• WHAT THE TASK REQUIRES: Convert every line of the items below into a Markdown table with the columns Row and Item line. Number each line in order and leave out any blank lines.

• PROVIDED DATA:
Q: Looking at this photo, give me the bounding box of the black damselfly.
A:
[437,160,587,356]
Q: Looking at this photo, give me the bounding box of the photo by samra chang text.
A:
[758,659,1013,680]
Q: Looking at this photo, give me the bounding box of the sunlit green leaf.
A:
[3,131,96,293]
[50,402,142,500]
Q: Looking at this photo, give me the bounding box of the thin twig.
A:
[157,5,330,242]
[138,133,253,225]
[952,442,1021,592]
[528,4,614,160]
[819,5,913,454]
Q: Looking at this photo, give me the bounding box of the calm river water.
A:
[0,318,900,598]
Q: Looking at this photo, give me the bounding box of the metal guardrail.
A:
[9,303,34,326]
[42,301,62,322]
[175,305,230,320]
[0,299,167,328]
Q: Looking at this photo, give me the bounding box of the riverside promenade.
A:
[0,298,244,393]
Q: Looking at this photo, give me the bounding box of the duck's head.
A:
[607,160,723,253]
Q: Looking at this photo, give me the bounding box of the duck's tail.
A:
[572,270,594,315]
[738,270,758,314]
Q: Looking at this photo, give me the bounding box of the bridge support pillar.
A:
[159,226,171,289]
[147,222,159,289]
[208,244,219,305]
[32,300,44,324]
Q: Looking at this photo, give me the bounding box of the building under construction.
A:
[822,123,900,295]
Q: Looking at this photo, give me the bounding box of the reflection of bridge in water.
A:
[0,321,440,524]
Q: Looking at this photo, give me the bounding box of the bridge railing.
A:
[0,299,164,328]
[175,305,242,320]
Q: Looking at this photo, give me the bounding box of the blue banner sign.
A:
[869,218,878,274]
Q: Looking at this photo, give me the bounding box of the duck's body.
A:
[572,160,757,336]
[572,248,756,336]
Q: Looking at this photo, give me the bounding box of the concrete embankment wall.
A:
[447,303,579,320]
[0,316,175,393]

• FINAL ANSWER:
| Row | Item line |
|---|---|
| 1 | Q: Looking at this photo, give me the bounding box of the black damselfly. |
| 2 | A: |
| 3 | [437,160,587,356] |
| 4 | Q: Looking at this photo, give me the bounding box of the photo by samra chang text. |
| 5 | A: |
| 6 | [758,659,1013,680] |
| 7 | Q: Looking at this photo, give me the bounding box of the sunlit green leaf. |
| 8 | A: |
| 9 | [3,131,96,293] |
| 10 | [50,402,142,500] |
| 11 | Q: Looking at this photo, give me the bounding box of the thin twig. |
| 12 | A: |
| 13 | [157,5,330,242] |
| 14 | [138,133,253,225] |
| 15 | [952,442,1021,592] |
| 16 | [528,4,614,160] |
| 17 | [819,5,913,454] |
| 18 | Q: Looking at this photo, give me the bounding box of the calm river water. |
| 19 | A: |
| 20 | [0,318,900,598] |
| 21 | Q: Looking at this photo, give me the bounding box of the metal guardrail. |
| 22 | A: |
| 23 | [9,303,34,326] |
| 24 | [42,301,62,322] |
| 25 | [175,305,230,320] |
| 26 | [0,299,167,328] |
| 27 | Q: Looking at this photo, give me the bounding box of the riverside promenade. |
| 28 | A: |
| 29 | [0,298,244,393] |
| 30 | Q: Looking at this photo, give me the bounding box of the duck's head. |
| 31 | A: |
| 32 | [607,160,723,253] |
| 33 | Q: Looking at this photo, give me the bounding box of the duck's tail. |
| 34 | A: |
| 35 | [572,270,594,315] |
| 36 | [738,270,758,314] |
| 37 | Q: Looking at this photo, give me the bounding box of the bridge support pillar. |
| 38 | A: |
| 39 | [159,226,171,289] |
| 40 | [147,222,159,289] |
| 41 | [208,244,219,305] |
| 42 | [32,300,44,324] |
| 43 | Q: Looking at this photo, give me the bounding box of the building under construction. |
| 44 | A: |
| 45 | [822,123,900,295] |
| 46 | Q: Looking at this photo, give me the bounding box of the reflection of bridge in water. |
| 47 | A: |
| 48 | [0,321,440,524] |
| 49 | Q: Looking at this photo, give me the bounding box of the bridge railing. |
| 50 | A: |
| 51 | [0,299,164,328] |
| 52 | [175,305,242,320] |
| 53 | Q: Looking at this photo, give me the bounding box of the blue banner sign. |
| 54 | A: |
| 55 | [869,218,878,274] |
| 56 | Q: Looking at this photo, give me the bounding box of the duck's body. |
| 57 | A: |
| 58 | [572,160,757,336] |
| 59 | [572,248,756,336] |
| 60 | Q: Looking at this photo, give me the bounding box of the concrete embankment wall. |
| 61 | A: |
| 62 | [447,303,579,320] |
| 63 | [0,316,175,393] |